- [Goal]:
Please extract each line of the rows below that contains the string "every", treating uppercase and lowercase as different.

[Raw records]
*****
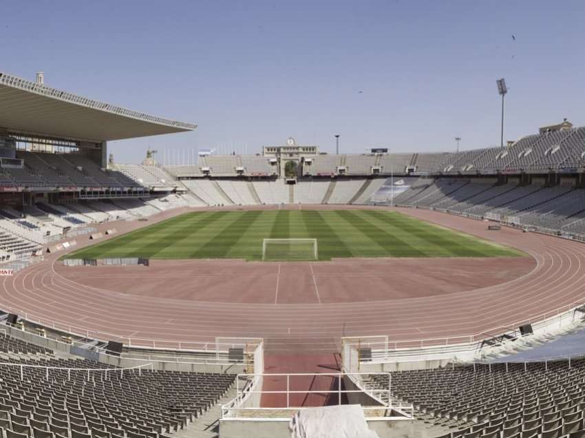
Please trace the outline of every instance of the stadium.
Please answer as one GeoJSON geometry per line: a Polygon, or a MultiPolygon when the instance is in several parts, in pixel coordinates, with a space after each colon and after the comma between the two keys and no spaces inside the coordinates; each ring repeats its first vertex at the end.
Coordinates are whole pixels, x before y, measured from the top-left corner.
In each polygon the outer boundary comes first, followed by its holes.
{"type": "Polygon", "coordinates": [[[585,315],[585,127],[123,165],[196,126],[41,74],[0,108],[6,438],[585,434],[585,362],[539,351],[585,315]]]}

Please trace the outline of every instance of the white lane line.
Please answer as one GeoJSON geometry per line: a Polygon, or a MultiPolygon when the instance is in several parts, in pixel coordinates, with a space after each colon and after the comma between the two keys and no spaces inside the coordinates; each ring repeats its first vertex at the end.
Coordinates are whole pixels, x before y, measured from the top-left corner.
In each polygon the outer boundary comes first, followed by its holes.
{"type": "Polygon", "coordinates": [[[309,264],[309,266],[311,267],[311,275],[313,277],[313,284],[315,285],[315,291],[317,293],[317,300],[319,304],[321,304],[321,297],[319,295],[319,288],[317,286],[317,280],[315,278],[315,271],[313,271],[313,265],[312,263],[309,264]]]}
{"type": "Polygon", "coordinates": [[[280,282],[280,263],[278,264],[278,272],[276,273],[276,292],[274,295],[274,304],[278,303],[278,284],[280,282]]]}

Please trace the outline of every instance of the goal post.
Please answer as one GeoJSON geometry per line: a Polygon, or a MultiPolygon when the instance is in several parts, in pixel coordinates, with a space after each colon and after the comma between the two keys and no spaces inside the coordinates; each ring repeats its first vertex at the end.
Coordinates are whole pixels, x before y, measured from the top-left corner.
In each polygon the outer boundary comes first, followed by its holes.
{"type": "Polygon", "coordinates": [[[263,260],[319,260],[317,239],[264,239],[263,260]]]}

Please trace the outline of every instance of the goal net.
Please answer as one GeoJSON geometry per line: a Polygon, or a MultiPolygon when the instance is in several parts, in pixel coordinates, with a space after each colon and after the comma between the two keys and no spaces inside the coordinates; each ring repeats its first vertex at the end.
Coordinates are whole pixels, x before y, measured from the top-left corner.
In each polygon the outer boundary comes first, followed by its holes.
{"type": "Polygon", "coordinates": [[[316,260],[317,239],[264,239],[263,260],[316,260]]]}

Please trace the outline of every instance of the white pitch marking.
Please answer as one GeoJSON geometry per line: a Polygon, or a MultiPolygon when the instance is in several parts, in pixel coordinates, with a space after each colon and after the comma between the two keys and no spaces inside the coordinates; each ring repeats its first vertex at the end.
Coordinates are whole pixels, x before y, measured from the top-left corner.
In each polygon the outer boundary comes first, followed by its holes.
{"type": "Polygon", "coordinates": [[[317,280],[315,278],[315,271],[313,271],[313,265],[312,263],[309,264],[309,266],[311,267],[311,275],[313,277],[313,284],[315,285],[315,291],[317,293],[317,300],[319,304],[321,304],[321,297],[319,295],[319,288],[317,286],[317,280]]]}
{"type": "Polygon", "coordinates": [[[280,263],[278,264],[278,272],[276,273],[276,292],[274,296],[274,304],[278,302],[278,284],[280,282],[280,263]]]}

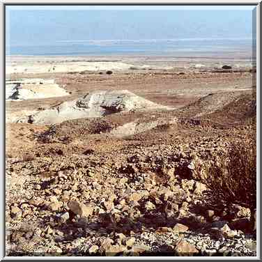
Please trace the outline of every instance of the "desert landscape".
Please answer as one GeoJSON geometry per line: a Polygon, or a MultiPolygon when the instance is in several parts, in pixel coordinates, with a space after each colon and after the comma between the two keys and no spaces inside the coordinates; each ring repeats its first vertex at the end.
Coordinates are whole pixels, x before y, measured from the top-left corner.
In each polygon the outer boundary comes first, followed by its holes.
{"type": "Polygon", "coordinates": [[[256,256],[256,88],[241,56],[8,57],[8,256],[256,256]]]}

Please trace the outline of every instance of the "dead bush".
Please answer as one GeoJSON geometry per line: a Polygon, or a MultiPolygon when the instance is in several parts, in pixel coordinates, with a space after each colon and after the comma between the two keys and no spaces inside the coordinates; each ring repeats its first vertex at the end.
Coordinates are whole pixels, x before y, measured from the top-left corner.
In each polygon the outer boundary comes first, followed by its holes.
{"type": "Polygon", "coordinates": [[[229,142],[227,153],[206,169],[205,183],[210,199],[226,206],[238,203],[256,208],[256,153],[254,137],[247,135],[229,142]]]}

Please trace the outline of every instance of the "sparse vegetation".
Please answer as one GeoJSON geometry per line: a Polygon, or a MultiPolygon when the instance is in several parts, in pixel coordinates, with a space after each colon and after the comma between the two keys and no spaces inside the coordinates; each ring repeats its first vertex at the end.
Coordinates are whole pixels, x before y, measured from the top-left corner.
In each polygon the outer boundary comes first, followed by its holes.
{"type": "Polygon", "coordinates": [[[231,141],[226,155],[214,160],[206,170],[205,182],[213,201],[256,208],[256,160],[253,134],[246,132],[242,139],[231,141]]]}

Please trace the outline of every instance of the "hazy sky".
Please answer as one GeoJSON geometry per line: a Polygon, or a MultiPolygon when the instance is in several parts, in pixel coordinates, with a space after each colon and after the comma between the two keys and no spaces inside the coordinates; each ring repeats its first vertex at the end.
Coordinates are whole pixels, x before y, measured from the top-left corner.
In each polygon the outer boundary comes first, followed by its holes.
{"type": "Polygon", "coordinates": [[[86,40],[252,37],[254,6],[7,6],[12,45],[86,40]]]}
*****
- [Worked answer]:
Please trace the outline of every instance of the stadium.
Please trace the outline of every instance of the white lane line.
Please trace the outline of every instance of the goal post.
Please trace the outline of every instance of the goal net.
Please trace the outline of every instance of the white pitch marking.
Please trace the outline of every instance of the "desert landscape".
Please trace the outline of every instance of the "dead bush".
Please trace the outline of every instance of the "sparse vegetation".
Please trace the outline of every instance of the "hazy sky".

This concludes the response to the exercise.